### WORK REQUIRED:
Please count the lines in the items below that contain the string "positive", with case counting, and reply with only that number.

======

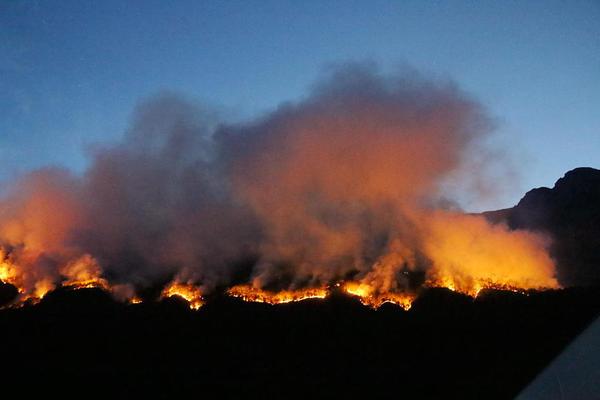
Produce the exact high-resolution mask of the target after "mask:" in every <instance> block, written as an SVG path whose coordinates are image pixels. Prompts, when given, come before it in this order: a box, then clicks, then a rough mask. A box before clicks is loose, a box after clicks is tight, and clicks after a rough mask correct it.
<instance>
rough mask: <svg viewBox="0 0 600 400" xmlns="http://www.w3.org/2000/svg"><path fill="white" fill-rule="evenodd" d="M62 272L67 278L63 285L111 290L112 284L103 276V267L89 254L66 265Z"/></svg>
mask: <svg viewBox="0 0 600 400" xmlns="http://www.w3.org/2000/svg"><path fill="white" fill-rule="evenodd" d="M60 273H61V274H62V275H63V276H65V277H66V278H67V279H66V281H65V282H63V286H65V287H70V288H73V289H84V288H100V289H104V290H106V291H110V285H109V284H108V282H107V281H106V279H103V278H102V277H101V274H102V269H101V268H100V265H99V264H98V262H97V261H96V260H95V259H94V258H93V257H91V256H89V255H87V254H86V255H84V256H82V257H80V258H78V259H77V260H75V261H72V262H70V263H68V264H67V265H65V266H64V267H63V268H62V269H61V271H60Z"/></svg>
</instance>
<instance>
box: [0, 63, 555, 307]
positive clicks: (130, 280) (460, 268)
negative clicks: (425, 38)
mask: <svg viewBox="0 0 600 400" xmlns="http://www.w3.org/2000/svg"><path fill="white" fill-rule="evenodd" d="M490 132H491V124H490V120H489V118H488V117H487V115H486V113H485V110H483V109H482V107H481V106H480V105H479V104H478V103H477V102H476V101H474V100H473V99H471V98H470V97H469V96H468V95H466V94H465V93H463V92H462V91H461V90H460V89H459V88H457V87H456V86H455V85H454V84H453V83H451V82H440V81H435V80H428V79H426V78H424V77H421V76H418V74H415V73H401V74H398V75H392V76H385V75H383V74H381V73H380V72H379V71H377V70H376V69H375V68H372V67H366V66H363V65H347V66H343V67H340V68H338V69H337V70H335V71H333V72H332V73H330V74H329V75H328V76H327V77H325V78H324V79H322V80H321V81H319V82H318V83H317V84H316V85H315V86H314V87H313V88H312V90H311V92H310V94H309V95H308V96H307V97H306V98H304V99H303V100H301V101H299V102H296V103H288V104H284V105H281V106H280V107H279V108H277V109H276V110H274V111H273V112H271V113H268V114H266V115H263V116H261V117H260V118H256V119H255V120H252V121H249V122H244V123H237V124H231V123H227V122H224V121H219V120H218V119H217V118H215V117H214V115H211V114H210V113H208V112H206V111H204V110H202V109H199V108H198V107H196V106H194V105H192V104H190V103H188V102H186V101H184V100H181V99H180V98H178V97H177V96H174V95H161V96H158V97H156V98H153V99H151V100H149V101H147V102H145V103H143V104H141V105H140V106H139V107H138V109H137V110H136V112H135V115H134V118H133V122H132V125H131V127H130V128H129V129H128V131H127V132H126V133H125V136H124V138H123V139H122V141H121V142H120V143H118V144H116V145H112V146H107V147H104V148H98V149H96V150H95V151H94V153H93V155H92V162H91V165H90V167H89V168H88V170H87V171H85V173H84V174H82V175H80V176H79V175H74V174H72V173H70V172H68V171H65V170H61V169H58V168H48V169H43V170H40V171H34V172H32V173H30V174H28V175H26V176H24V177H22V178H21V179H20V180H18V181H17V182H15V184H14V185H13V186H12V187H11V188H9V190H8V191H7V194H6V196H4V197H3V198H2V199H1V200H0V249H1V250H0V263H1V264H0V266H1V267H2V268H1V269H0V271H1V272H0V279H2V280H4V281H7V282H10V283H13V284H15V285H16V286H17V287H18V288H19V289H20V291H21V293H22V295H23V296H29V297H36V296H37V297H41V295H43V293H45V291H48V290H50V289H52V288H53V287H56V286H57V285H61V284H62V285H65V284H69V282H81V281H92V280H93V279H94V278H97V279H99V280H103V281H104V282H106V286H107V287H111V288H113V291H115V292H118V293H121V296H125V297H131V296H133V293H134V291H135V290H136V289H139V288H144V287H148V286H151V285H154V284H156V283H157V282H166V281H168V280H171V279H174V281H175V282H179V283H185V284H194V285H199V286H200V287H201V288H202V292H204V293H208V292H210V291H211V290H213V289H214V288H216V287H219V286H225V287H227V286H230V285H232V283H233V280H234V279H235V280H238V281H239V279H240V277H239V276H240V268H241V267H240V266H249V267H246V268H245V269H243V271H242V272H243V273H244V274H245V275H244V277H243V278H242V279H243V280H245V283H247V284H249V285H251V286H252V287H254V288H256V289H263V288H274V289H276V290H282V289H301V288H309V287H322V286H327V285H332V284H335V283H336V282H341V281H356V282H359V283H360V284H362V285H366V286H367V287H368V288H369V289H368V290H369V291H370V292H372V293H388V292H395V293H403V292H407V291H410V290H412V289H411V287H412V286H414V285H413V284H412V283H411V282H410V279H409V277H410V276H411V274H412V273H413V272H421V273H423V274H424V275H425V281H426V282H425V283H426V284H429V285H442V286H446V287H450V288H453V289H455V290H461V291H464V292H467V293H475V294H476V293H477V292H478V291H479V290H480V289H481V288H484V287H490V286H506V287H514V288H523V289H528V288H544V287H556V286H557V285H558V283H557V281H556V279H555V278H554V273H555V271H554V264H553V262H552V260H551V259H550V258H549V257H548V255H547V252H546V247H547V241H546V239H545V238H543V237H541V236H539V235H537V234H535V233H532V232H526V231H511V230H509V229H508V228H507V227H506V226H503V225H496V226H494V225H490V224H489V223H488V222H487V221H485V220H484V219H483V218H482V217H479V216H474V215H467V214H464V213H461V212H459V211H457V210H456V209H454V208H449V207H447V206H444V205H447V204H451V201H449V199H448V193H445V190H444V188H445V187H448V186H452V185H451V184H450V185H449V183H451V181H452V180H454V181H460V182H461V183H465V182H480V181H482V180H485V176H482V174H481V173H478V172H476V171H473V170H472V169H469V168H464V167H465V166H467V165H469V163H470V162H472V161H473V160H474V159H477V158H478V157H479V158H480V155H481V152H478V150H479V149H481V145H482V141H483V140H484V139H485V138H486V136H487V135H489V134H490ZM467 171H468V172H467ZM464 186H465V187H466V186H468V185H467V184H465V185H464ZM472 186H473V187H475V186H476V185H472ZM450 200H451V199H450ZM237 283H239V282H237ZM118 293H117V294H118ZM123 293H125V294H123Z"/></svg>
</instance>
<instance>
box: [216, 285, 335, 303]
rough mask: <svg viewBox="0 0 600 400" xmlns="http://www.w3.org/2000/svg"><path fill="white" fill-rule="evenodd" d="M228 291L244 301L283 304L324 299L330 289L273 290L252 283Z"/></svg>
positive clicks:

======

### EXERCISE SOLUTION:
2